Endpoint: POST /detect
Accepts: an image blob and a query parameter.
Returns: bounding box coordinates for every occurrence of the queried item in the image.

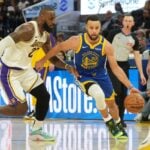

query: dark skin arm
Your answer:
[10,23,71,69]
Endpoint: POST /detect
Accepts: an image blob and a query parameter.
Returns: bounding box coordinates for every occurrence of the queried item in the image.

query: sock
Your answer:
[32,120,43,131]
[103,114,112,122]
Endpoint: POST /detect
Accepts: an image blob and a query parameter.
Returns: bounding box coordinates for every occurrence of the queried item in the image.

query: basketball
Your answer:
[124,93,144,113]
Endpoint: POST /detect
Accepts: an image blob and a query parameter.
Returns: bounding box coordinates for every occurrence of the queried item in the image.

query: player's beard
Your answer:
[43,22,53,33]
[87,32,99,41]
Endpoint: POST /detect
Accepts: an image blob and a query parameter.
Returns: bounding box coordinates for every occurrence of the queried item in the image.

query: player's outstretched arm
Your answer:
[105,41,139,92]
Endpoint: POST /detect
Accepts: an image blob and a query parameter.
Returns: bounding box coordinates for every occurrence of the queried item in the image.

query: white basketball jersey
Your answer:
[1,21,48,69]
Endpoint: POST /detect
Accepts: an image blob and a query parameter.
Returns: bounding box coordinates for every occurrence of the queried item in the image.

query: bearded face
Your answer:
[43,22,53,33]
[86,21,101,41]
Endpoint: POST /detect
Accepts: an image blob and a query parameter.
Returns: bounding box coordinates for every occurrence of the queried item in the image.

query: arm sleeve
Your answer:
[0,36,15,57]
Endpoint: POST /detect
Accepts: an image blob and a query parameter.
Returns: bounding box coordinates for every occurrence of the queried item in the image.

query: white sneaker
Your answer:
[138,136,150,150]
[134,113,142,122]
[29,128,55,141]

--

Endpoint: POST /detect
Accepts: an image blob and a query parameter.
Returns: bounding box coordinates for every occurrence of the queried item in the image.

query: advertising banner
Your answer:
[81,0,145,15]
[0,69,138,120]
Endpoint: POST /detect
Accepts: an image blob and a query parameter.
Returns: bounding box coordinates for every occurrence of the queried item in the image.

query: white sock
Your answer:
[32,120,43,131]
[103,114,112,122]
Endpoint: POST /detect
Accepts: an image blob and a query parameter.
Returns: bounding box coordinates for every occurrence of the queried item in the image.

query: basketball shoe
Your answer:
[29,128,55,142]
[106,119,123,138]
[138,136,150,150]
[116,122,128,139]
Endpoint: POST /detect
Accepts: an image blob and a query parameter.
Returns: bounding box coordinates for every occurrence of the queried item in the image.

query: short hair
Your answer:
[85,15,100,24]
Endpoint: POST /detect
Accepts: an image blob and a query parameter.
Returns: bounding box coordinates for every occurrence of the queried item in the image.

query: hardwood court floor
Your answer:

Problem requirements
Pull out each line of the material above that contains the string "player", and copy those lines. Case counts.

Task answer
query: player's beard
query: player's outstretched arm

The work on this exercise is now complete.